# Exercise tasks:
A – State whether each statement below agrees with the Trump fraud trial thread, answering yes or no and quoting the thread's deciding words: (i) Judge Curiel urged a settlement; (ii) humble_pie favored postponing the case until after the inauguration; (iii) sags held that interest should apply to any final judgment.
B – List every distinct username that heads a post in the Trump fraud trial thread below.
C – Continue the Trump fraud trial thread from its last post.

# Should Trump skate on fraud trial?



## andrewf (Mar 1, 2010)

So, now that Trump has been elected, his lawyers are trying to postpone his fraud & racketeering suit related to Trump University until after he is inaugurated, because he will be very busy. One must imagine he will be even busier when he is President. His lawyers seem to be arguing that he shouldn't have to answer these allegations.

Do you think Trump should skate on these allegations because he won the election?

https://www.washingtonpost.com/poli...1c109e-a784-11e6-ba59-a7d93165c6d4_story.html


----------



## humble_pie (Jun 7, 2009)

^^


they should proceed according to the original timeline


----------



## olivaw (Nov 21, 2010)

Judge Curiel urged a settlement. It would probably in the best interest of the country for that to happen - and fast. 

I don't know if it would be better to delay or proceed but it seems reasonable to put this behind everyone and get on with running (or ruining) the country.


----------



## andrewf (Mar 1, 2010)

Settling it is likely going to leave questions about wrongdoing/guilt. Of course, there is the possibility of criminal racketeering charges. Could also lead to grounds for impeachment. Not likely to be a factor until the 2018 elections.


----------



## Pluto (Sep 12, 2013)

They should do it like they would anyone. The laws and procedures are for everyone.


----------



## wraphter (Sep 21, 2016)

andrewf said:


> Settling it is likely going to leave questions about wrongdoing/guilt. Of course, there is the possibility of criminal racketeering charges. Could also lead to grounds for impeachment. Not likely to be a factor until the 2018 elections.


Links please.


----------



## Rusty O'Toole (Feb 1, 2012)

The President is not supposed to be above the law. The suit should continue regardless. The best way out might be to settle and avoid a long drawn out case. It would be personally costly to Trump but would end the issue and allow him to get on with being President.


----------



## sags (May 15, 2010)

The charges should be held in obeyance until after Trump is no longer President, is my opinion.

Unless he decides to settle the lawsuit, Trump should be held to the same standard as everyone else, but there is no urgency that it has to be done right now. Interest should apply to any final judgement should Trump eventually be convicted.

If Hillary Clinton broke the law, she should be held to the same standard as well.

The judiciary should either lay charges or drop them altogether. It will be up to a judge or jury to decide guilt.

The Republicans are also playing political games. They would like to charge Clinton and have her stand trial, but are terrified that if she was eventually exonerated there would be widespread anger that they were unjustly persecuting her. Any trial of Hillary Clinton would be very, very public and information may come out from her defense team that nobody wants to see the light of day.

If they do decide to charge her...they better have a slam dunk case, and it doesn't sound to me like they do.

# Data extracted from a collection:
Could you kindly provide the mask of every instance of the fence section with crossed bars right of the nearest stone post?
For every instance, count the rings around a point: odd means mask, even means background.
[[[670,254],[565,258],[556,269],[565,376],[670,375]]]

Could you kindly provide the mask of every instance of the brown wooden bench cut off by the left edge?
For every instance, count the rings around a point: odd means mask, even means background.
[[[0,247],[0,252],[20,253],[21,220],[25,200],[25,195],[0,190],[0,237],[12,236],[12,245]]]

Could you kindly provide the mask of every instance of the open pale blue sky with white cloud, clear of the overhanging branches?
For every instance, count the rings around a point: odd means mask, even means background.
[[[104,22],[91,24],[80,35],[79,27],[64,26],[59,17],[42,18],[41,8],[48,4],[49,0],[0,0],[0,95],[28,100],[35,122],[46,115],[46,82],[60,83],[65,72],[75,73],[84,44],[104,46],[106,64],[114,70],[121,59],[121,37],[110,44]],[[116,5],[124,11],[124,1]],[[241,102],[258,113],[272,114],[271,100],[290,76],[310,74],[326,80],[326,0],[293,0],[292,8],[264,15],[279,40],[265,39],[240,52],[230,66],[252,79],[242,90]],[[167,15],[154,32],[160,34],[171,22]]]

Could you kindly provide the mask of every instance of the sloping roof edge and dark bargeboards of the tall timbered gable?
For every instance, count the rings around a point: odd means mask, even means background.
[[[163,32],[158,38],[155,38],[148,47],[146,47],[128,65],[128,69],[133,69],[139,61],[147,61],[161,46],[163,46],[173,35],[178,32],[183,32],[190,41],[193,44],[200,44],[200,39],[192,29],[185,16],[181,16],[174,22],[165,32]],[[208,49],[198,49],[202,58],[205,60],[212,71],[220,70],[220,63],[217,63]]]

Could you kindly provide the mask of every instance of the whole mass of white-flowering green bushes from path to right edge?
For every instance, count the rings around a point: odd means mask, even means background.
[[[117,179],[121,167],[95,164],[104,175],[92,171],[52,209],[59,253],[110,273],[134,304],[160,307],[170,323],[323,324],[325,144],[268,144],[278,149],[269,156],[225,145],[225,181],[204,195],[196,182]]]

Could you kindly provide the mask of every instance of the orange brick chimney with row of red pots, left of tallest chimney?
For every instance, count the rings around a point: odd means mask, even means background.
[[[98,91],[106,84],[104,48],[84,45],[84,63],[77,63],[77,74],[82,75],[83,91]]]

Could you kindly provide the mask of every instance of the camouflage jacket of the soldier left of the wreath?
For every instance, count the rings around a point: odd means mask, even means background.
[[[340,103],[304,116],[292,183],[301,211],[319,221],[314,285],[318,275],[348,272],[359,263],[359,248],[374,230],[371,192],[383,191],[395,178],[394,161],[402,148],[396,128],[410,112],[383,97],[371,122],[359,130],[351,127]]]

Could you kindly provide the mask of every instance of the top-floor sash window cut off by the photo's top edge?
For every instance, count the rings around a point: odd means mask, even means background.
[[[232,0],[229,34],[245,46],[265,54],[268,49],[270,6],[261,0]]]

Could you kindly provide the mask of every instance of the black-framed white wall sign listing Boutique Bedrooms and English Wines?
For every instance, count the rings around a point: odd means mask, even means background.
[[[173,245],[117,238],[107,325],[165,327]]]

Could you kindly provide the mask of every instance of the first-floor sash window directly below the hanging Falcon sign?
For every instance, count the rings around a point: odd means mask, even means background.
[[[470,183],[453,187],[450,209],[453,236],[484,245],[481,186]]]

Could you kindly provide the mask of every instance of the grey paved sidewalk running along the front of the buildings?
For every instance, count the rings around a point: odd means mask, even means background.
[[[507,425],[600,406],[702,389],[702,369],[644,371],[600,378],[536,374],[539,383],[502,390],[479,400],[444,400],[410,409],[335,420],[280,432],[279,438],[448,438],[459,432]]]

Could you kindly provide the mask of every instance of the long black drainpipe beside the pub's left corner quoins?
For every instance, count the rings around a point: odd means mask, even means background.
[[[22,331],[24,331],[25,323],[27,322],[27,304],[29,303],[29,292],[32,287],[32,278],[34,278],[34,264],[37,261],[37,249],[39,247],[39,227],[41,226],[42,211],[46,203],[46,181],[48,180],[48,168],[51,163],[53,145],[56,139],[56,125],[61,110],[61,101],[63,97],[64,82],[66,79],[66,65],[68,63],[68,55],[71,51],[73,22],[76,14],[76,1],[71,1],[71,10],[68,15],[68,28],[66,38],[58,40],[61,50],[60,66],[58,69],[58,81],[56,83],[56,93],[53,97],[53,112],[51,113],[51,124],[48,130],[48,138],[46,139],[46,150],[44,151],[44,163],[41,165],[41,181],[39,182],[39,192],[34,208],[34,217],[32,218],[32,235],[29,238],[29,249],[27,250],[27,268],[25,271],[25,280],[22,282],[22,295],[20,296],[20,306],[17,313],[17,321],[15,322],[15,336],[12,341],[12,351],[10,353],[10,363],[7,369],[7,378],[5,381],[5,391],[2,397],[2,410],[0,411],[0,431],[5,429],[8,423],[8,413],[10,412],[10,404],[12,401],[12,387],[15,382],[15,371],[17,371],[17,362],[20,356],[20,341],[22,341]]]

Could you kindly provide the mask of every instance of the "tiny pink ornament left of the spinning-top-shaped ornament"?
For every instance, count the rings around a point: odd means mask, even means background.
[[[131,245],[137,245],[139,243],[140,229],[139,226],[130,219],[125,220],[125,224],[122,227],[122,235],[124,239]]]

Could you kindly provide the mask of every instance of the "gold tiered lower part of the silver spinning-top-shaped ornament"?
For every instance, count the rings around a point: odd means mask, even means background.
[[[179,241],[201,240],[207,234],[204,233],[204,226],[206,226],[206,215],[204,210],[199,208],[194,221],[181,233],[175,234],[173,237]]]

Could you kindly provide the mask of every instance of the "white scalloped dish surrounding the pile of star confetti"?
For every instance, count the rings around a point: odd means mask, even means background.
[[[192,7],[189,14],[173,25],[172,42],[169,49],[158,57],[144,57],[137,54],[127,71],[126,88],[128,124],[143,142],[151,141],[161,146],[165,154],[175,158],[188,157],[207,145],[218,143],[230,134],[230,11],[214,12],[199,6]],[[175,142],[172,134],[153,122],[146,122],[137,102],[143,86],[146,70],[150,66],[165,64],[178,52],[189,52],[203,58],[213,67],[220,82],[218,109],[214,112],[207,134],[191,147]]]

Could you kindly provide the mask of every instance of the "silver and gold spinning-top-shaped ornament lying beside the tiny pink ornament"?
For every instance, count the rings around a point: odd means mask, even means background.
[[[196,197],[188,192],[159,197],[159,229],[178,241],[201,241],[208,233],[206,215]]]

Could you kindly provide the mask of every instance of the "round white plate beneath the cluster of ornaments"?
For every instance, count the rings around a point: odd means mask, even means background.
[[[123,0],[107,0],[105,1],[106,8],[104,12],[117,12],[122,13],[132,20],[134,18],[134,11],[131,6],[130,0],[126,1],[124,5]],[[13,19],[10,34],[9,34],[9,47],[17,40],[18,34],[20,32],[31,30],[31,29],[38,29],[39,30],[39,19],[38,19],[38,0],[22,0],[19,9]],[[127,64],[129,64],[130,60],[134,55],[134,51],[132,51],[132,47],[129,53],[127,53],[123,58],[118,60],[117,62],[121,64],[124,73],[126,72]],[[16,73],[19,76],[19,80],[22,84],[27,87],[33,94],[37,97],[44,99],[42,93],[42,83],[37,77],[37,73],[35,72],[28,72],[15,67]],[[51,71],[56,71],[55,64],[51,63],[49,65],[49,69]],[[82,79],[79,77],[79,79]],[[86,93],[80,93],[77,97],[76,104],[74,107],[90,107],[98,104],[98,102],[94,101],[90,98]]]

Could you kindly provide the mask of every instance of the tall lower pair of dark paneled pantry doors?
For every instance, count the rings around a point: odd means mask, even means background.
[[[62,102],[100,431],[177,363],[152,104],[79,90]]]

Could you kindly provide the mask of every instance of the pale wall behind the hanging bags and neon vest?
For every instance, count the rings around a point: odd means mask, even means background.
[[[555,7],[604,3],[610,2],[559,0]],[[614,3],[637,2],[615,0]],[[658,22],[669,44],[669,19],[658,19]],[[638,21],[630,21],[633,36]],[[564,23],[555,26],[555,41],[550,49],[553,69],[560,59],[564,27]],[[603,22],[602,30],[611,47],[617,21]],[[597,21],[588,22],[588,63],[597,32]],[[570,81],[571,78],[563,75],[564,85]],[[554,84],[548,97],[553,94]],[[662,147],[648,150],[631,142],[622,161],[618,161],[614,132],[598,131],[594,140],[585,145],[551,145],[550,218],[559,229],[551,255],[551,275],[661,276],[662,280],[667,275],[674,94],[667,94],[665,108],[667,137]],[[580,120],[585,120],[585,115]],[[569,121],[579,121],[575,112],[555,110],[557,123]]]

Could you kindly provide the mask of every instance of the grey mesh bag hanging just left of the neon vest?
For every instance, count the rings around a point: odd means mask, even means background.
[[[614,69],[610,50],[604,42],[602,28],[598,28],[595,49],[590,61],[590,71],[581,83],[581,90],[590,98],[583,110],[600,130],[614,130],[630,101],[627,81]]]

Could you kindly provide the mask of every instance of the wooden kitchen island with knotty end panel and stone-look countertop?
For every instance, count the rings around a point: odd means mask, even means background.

# Outputs by task:
A –
(i) Yes: "Judge Curiel urged a settlement."
(ii) No: "they should proceed according to the original timeline"
(iii) Yes: "Interest should apply to any final judgement should Trump eventually be convicted."

B – andrewf, humble_pie, olivaw, Pluto, wraphter, Rusty O'Toole, sags

C –
We have seen some trials that didn't go well for the prosecution and caused great public anger when they didn't.


----------



## andrewf (Mar 1, 2010)

^ Would same be said for Hillary (had she won) and any hypothetical charges related to her emails?


----------



## sags (May 15, 2010)

andrewf said:


> ^ Would same be said for Hillary (had she won) and any hypothetical charges related to her emails?


I believe so. If it was possible to drag a President into court, every wing nut organization in America would be filing lawsuits against them.


----------



## wraphter (Sep 21, 2016)

sags said:


> The charges should be held in obeyance until after Trump is no longer President, is my opinion.


What about the rights of the plaintiffs?

Justice delayed is justice denied.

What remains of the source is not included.